Annotation data for object locations
>> Begin

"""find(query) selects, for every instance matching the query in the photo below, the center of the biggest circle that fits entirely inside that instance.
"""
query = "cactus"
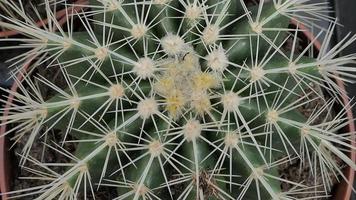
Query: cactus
(169, 99)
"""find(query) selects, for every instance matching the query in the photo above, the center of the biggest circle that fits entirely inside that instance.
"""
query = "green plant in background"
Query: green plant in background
(180, 99)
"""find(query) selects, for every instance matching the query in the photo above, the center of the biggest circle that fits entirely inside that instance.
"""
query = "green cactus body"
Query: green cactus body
(169, 99)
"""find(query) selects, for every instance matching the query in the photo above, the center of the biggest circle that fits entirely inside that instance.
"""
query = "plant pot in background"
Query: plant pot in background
(343, 191)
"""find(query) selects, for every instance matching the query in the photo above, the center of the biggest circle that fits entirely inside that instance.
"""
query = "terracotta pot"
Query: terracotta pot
(343, 192)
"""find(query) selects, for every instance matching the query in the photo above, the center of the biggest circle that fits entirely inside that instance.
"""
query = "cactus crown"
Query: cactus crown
(169, 99)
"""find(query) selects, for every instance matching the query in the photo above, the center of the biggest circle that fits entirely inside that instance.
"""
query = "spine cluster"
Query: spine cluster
(180, 99)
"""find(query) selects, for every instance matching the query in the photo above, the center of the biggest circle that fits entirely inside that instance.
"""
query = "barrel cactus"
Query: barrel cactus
(180, 99)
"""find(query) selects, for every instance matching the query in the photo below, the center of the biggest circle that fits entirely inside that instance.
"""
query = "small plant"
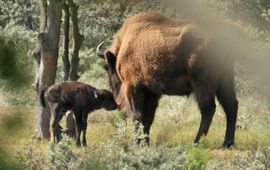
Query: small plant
(199, 156)
(255, 159)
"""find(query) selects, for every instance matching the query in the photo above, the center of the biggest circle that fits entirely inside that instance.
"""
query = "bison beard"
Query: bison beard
(152, 55)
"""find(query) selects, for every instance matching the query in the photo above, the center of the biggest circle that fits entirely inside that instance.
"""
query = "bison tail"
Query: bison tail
(41, 96)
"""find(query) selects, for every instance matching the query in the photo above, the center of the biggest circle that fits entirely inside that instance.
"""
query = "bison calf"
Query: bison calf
(79, 98)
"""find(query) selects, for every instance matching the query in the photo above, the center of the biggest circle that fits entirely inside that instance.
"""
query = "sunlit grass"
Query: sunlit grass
(18, 132)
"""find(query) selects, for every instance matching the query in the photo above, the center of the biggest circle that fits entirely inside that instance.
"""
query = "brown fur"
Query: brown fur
(153, 55)
(79, 98)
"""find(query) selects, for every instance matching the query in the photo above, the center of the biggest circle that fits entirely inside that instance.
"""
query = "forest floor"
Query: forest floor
(110, 132)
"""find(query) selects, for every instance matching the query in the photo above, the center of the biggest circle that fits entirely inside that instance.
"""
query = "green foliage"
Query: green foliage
(12, 69)
(254, 159)
(22, 12)
(199, 156)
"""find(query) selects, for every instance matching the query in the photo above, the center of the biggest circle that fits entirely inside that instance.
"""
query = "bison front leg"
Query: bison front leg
(150, 106)
(84, 127)
(79, 127)
(54, 127)
(205, 95)
(135, 103)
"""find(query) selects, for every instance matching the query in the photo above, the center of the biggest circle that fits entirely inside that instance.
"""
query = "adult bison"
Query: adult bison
(152, 55)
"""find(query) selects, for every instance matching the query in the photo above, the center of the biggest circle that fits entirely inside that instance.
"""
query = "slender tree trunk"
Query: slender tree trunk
(48, 42)
(65, 57)
(36, 53)
(78, 40)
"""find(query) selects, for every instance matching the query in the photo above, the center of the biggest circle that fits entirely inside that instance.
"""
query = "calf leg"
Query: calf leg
(207, 108)
(150, 105)
(54, 127)
(79, 126)
(135, 106)
(205, 88)
(227, 98)
(84, 127)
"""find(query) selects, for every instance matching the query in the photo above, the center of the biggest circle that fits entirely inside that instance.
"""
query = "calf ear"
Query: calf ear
(111, 59)
(97, 94)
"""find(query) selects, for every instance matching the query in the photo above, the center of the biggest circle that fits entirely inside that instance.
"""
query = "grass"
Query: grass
(108, 135)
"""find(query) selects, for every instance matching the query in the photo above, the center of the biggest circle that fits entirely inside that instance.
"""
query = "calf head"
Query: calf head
(105, 99)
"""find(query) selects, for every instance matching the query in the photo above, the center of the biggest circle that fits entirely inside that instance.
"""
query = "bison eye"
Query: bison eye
(106, 67)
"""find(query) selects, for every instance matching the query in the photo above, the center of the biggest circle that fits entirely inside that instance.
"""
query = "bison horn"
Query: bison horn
(99, 52)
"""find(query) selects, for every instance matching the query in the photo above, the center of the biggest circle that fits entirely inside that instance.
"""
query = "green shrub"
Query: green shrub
(199, 156)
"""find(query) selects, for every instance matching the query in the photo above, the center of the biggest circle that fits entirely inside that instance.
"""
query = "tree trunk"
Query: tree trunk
(65, 58)
(48, 42)
(78, 40)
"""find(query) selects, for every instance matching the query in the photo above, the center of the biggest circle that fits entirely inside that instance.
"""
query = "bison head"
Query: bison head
(110, 67)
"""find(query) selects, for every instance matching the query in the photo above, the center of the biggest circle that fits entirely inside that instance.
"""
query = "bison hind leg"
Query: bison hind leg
(54, 122)
(227, 98)
(205, 95)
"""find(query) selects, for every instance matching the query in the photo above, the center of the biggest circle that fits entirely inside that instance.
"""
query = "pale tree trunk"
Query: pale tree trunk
(73, 68)
(65, 57)
(78, 40)
(48, 41)
(70, 122)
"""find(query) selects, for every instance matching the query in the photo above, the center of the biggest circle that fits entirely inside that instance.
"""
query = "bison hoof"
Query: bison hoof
(228, 144)
(142, 140)
(195, 144)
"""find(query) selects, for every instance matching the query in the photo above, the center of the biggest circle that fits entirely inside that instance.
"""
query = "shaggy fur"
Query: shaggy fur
(79, 98)
(152, 55)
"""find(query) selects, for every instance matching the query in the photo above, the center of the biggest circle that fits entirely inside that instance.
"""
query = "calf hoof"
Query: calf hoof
(227, 144)
(195, 144)
(142, 140)
(78, 144)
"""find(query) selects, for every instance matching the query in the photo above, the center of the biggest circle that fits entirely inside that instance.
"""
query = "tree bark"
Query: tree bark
(78, 40)
(65, 57)
(48, 41)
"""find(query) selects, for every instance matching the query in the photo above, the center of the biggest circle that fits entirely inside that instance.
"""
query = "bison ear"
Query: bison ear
(111, 59)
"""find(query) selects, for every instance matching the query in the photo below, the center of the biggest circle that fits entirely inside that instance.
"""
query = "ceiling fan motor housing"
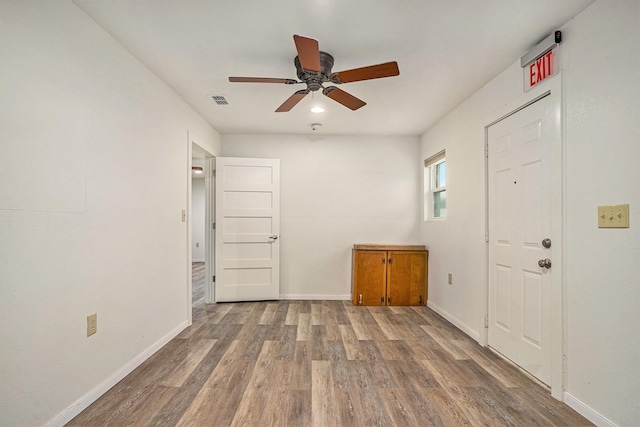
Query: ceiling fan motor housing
(312, 79)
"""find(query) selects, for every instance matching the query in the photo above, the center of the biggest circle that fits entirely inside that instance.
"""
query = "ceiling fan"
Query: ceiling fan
(314, 69)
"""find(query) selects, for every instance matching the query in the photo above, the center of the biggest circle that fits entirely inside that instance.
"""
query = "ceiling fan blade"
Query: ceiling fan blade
(388, 69)
(261, 80)
(292, 101)
(308, 53)
(344, 98)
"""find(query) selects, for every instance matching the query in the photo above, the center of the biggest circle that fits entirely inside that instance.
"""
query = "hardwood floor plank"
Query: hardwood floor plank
(323, 363)
(304, 325)
(292, 313)
(323, 399)
(197, 351)
(173, 410)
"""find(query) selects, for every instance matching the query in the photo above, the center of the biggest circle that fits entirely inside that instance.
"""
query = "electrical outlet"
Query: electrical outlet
(92, 324)
(616, 216)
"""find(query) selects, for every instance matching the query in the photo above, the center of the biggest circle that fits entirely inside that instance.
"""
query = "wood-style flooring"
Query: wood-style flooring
(323, 363)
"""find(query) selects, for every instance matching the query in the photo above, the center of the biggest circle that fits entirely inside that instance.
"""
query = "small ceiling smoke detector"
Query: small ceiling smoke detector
(219, 99)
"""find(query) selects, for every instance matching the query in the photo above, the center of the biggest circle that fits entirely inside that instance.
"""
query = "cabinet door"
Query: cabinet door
(369, 275)
(407, 278)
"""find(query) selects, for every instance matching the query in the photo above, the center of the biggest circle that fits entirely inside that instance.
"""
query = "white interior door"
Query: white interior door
(520, 218)
(247, 229)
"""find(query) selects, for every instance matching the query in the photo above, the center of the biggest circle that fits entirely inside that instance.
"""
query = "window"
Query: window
(435, 187)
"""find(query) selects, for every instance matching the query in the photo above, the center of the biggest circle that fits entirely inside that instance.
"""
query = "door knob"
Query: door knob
(544, 263)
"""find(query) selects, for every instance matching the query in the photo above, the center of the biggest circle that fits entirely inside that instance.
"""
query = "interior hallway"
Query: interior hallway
(323, 363)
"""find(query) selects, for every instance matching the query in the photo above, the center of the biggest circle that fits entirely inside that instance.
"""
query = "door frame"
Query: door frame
(194, 145)
(551, 88)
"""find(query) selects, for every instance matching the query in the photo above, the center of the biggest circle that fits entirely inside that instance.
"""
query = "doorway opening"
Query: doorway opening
(200, 237)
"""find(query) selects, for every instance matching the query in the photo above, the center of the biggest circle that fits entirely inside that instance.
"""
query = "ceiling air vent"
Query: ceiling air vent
(219, 99)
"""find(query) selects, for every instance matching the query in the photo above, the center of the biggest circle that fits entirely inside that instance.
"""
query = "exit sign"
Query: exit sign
(540, 69)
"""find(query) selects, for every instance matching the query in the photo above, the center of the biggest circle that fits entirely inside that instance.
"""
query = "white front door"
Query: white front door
(247, 229)
(520, 218)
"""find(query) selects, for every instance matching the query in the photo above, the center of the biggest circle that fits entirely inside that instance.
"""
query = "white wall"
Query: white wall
(93, 179)
(602, 129)
(335, 192)
(197, 219)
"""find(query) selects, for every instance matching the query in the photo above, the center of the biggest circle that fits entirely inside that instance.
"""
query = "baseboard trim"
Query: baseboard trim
(586, 411)
(86, 400)
(316, 297)
(456, 322)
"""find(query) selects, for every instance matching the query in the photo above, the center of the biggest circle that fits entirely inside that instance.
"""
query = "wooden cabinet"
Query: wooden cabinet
(389, 275)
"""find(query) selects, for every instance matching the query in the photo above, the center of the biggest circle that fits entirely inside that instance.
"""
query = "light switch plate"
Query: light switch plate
(616, 216)
(92, 324)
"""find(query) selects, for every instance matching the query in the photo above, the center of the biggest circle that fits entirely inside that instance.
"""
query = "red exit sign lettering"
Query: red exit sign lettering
(540, 69)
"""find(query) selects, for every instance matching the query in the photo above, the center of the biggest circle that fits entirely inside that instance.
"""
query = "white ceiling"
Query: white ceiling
(445, 49)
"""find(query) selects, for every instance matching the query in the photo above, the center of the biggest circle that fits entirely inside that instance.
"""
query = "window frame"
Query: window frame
(430, 189)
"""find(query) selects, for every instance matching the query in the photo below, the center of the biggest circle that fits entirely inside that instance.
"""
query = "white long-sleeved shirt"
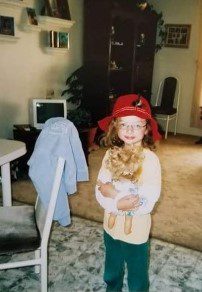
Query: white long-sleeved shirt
(149, 188)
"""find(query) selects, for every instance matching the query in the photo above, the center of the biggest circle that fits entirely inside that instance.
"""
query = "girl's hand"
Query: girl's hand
(128, 203)
(107, 189)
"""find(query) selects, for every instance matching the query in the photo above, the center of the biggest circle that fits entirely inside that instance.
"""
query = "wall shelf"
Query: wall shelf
(55, 24)
(30, 27)
(8, 38)
(51, 50)
(13, 3)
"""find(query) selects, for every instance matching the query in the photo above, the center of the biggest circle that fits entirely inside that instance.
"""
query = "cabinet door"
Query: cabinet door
(144, 56)
(121, 55)
(96, 56)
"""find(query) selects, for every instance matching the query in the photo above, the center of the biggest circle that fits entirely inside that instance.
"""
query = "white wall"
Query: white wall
(179, 62)
(26, 71)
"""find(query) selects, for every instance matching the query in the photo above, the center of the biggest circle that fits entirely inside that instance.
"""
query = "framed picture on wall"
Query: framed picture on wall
(57, 8)
(32, 16)
(177, 35)
(63, 9)
(7, 25)
(63, 40)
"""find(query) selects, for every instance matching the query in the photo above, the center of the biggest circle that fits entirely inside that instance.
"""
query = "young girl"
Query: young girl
(129, 167)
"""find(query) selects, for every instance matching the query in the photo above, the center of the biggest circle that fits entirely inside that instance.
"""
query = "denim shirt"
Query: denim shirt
(59, 137)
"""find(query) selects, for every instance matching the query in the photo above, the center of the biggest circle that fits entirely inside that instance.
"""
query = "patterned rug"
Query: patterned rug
(76, 256)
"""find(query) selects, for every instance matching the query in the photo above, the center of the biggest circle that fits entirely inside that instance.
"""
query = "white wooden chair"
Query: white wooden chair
(167, 102)
(26, 228)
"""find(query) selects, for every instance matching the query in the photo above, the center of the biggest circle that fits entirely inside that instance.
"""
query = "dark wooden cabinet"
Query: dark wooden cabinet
(119, 48)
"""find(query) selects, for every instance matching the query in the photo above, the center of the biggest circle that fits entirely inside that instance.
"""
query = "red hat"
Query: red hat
(131, 105)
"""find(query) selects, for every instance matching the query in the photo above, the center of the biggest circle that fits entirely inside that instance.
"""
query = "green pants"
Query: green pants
(136, 257)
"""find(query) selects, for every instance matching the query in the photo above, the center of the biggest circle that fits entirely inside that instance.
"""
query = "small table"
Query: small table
(9, 150)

>> End

- GOAL OF THE EXERCISE: Pick out every line in the records above that contains the word "shrub" and copy each one.

- ANSWER FOR THE TASK:
query = "green shrub"
Query: green shrub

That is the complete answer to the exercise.